> **Instructions for the task**
Extract every line of the listing below that contains the string "each". Matching is case-sensitive.
———
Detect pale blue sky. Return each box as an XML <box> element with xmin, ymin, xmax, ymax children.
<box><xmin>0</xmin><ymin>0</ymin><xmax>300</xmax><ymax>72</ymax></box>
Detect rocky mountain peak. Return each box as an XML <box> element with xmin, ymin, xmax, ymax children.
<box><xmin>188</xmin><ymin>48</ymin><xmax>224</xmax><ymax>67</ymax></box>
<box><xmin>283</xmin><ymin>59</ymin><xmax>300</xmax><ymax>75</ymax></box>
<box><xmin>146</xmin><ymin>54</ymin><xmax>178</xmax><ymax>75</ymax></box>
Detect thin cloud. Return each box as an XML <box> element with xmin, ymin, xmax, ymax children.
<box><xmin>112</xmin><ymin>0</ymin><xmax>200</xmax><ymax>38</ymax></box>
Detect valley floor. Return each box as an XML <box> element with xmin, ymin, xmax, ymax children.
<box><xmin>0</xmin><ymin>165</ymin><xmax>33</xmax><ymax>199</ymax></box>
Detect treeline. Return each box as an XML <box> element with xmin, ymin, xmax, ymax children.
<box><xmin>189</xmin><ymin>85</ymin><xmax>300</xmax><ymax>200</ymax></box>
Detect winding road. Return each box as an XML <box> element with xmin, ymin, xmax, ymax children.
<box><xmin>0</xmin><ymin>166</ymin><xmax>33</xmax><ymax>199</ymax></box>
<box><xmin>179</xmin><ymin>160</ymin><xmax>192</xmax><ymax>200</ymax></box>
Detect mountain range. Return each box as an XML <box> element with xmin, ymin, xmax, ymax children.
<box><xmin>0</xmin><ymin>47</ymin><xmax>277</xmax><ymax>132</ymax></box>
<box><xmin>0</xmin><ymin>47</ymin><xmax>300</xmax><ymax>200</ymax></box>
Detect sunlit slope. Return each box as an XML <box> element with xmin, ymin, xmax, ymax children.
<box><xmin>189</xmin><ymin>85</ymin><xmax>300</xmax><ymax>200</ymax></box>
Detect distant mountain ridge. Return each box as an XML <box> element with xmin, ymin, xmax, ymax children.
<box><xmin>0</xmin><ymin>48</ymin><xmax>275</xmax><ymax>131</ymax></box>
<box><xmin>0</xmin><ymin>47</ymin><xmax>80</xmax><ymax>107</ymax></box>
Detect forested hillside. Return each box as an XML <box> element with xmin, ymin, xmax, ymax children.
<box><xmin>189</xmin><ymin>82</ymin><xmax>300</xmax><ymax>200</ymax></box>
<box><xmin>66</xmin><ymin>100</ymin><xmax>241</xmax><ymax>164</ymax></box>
———
> **Task answer**
Detect pale blue sky. Return each box as an XML <box> element with xmin, ymin, xmax, ymax children.
Detect rocky mountain peak. Return each box as an XML <box> element with xmin, ymin, xmax, ymax children.
Detect thin cloud. Return each box as an XML <box> element with xmin, ymin, xmax, ymax children.
Detect valley floor. Return each box as an XML <box> element with xmin, ymin, xmax, ymax children.
Detect treeline. Return each box as an XML <box> element with xmin, ymin, xmax, ymax children.
Detect winding road. Return each box as an XML <box> element with xmin, ymin, xmax, ymax children.
Detect mountain range. Return each box as an XML <box> element with xmin, ymin, xmax, ymax children.
Detect sunlit slope. Return each box as an XML <box> element with xmin, ymin, xmax, ymax children.
Detect distant mountain ridge. Return each box as an XML <box> element with xmin, ymin, xmax, ymax children.
Detect forested hillside. Return each box as an XML <box> element with xmin, ymin, xmax, ymax children.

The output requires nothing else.